Passage to read:

>>>

The race for PM and the new Brexit script
It was an eventful couple of weeks for British politics, with Theresa May’s fourth attempt at passing her Brexit Withdrawal Agreement turning into an absolute farce. While the Leader of the House, Andrea Leadsom, stepped down and then, on Friday, Theresa May ultimately fell on her sword, avoiding what could have been a far more painful process whereby the 1922 Conservative backbench committee changed the law to have her removed.
The market had thoroughly expected this outcome and had May’s departure fully priced, with GBPUSD having fallen from 1.3185 on the sixth of May into 1.2606. In fact, through this period, GBP fell against all G10 currencies with the most significant move seen against the safe-haven CHF and JPY, where there were literally no buyers. All intra-day rallies were contained into the 5-day EMA, and when price broke through the prior day’s low, it just attracted new sellers to the mix – hence the strong downtrend. The fact, then, that we saw GBP buyers on the news of May’s resignation reeked of a classic ‘sell the rumour, buy the fact’, with GBPUSD building on the break of 1.2700 on the re-open of trade today.
GBPCHF Daily Chart
In the short-term, the pair is eyeing a possible move into area 1.2800/30, which is where I would expect the short covering to abate and the sellers to initiate shorts again.
GBP positioning and sentiment
From a positioning perspective, the speculative FX community increased its net short GBPUSD futures exposures last week to -26,152 contracts – see the Bloomberg histogram below. Consider that while we saw a sizeable increase in GBP shorts on the week, current positioning is hardly at levels that can be considered ‘stretched’ or at extremes. We can also look at options market and eye one-month risk reversals, which portray the skew in demand for GBPUSD ‘put’ and ‘call’ volatility, to get a sense of where traders see the higher probability of a directional move over this period. Here, we see the skew at -0.1675x, which shows traders almost see symmetrical risk over this period, with the cost of putting on bearish options positions almost the same as bullish ones.

<<<

(Records)
>>>

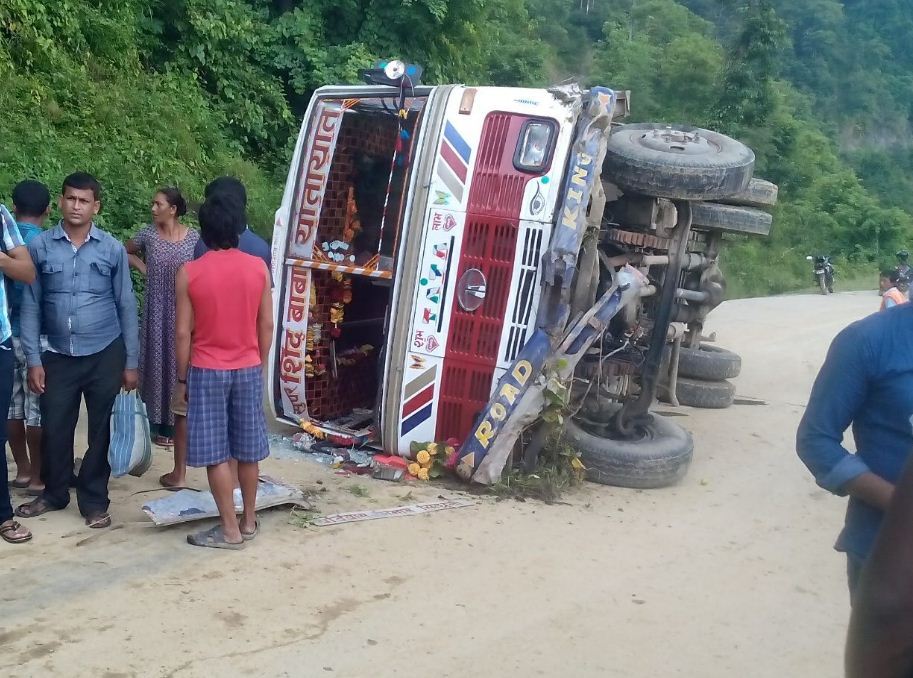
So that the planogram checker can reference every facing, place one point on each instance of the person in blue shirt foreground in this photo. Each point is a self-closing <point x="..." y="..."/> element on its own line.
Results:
<point x="867" y="382"/>
<point x="83" y="300"/>
<point x="31" y="207"/>
<point x="880" y="639"/>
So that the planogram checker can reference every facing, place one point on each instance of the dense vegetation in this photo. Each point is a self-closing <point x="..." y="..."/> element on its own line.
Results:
<point x="146" y="92"/>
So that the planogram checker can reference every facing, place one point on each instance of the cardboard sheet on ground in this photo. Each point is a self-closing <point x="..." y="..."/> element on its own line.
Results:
<point x="396" y="512"/>
<point x="184" y="506"/>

<<<

Tasks and exercises:
**1.** Can you reproduce the entries word for word, starting at the line that contains "of the dense" and ending at the last line of the entries?
**2.** How would the commentary on the pound after Theresa May's resignation go on from where it stops?

Results for the exercise:
**1.**
So that the planogram checker can reference every facing, place one point on each instance of the dense vegetation in this photo. Each point is a self-closing <point x="..." y="..."/> element on its own line.
Results:
<point x="146" y="92"/>
So that the planogram checker can reference every facing, place one point on each instance of the cardboard sheet on ground in this photo. Each point is a self-closing <point x="..." y="..."/> element on its own line.
Results:
<point x="396" y="512"/>
<point x="184" y="506"/>

**2.**
We can also see GBPUSD one-month implied volatility (IV) sitting off recent lows at 7.46%, which gives an implied move (up or down) from current spot levels of 227-pips. This gives us an expected trading range of 1.2953 to 1.2499. This hardly suggests the market fears fireworks ahead and consider this is half of IV we saw in March. With the market now staring at a challenge for the Conservative Party leadership, one questions if the market is too complacent or whether it is just a touch too early in the market’s thought process.
The process from here - choosing a new leader
I’d argue the process started at least a month ago, with the various runners and riders seeing Theresa May’s position as Prime Minister (PM) as untenable and her time slipping by the day. Not only have MP’s been considering if they would run, but also, it has given MPs a chance to consider who they would vote for and strategically how it would influence their own careers.
There is now a two-stage process, which commences on the 10thof June, with the 313 Conservative members asked to hold a series of knock-out votes, taking place at least twice a week. The candidates are subsequently whittled down until the two remaining candidates go into a final run-off vote to the full Conservative Party of some 120,000 members. This vote should play out before September, which doesn’t give the incoming PM a lot of time until the Conservative Party Conference (29 September), theEU Council meeting (17 October), and ultimately the extended Brexit deadlineof 31 October.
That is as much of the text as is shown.